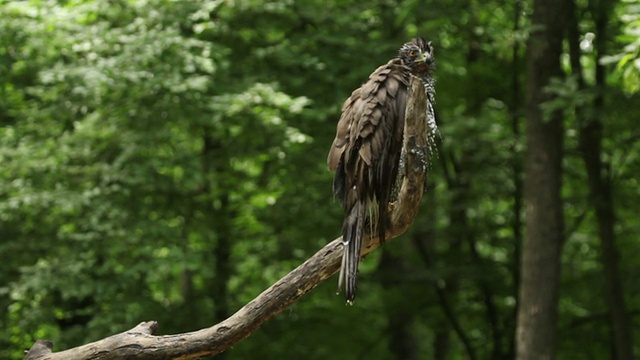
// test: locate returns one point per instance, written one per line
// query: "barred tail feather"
(352, 233)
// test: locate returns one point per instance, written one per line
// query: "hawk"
(366, 152)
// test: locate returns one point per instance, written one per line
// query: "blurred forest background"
(165, 160)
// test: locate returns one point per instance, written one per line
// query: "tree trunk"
(540, 272)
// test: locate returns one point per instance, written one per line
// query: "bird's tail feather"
(352, 234)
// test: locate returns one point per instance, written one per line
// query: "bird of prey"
(366, 152)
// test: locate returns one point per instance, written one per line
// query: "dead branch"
(140, 343)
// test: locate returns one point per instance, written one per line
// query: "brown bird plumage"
(366, 151)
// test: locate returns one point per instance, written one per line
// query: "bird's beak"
(426, 58)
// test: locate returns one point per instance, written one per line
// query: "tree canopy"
(166, 160)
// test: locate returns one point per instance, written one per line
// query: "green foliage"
(138, 138)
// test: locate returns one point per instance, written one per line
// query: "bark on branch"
(140, 343)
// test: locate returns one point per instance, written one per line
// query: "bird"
(366, 152)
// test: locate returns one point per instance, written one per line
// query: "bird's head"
(418, 56)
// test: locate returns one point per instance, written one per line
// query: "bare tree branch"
(140, 343)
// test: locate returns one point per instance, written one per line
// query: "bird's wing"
(366, 149)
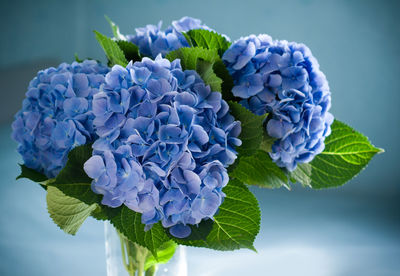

--*--

Pull out every line above that contains the word "branch" and copy each one unchanged.

* FINAL ANSWER
// query: "dead branch"
// query: "bark on branch"
// query: "bare tree branch"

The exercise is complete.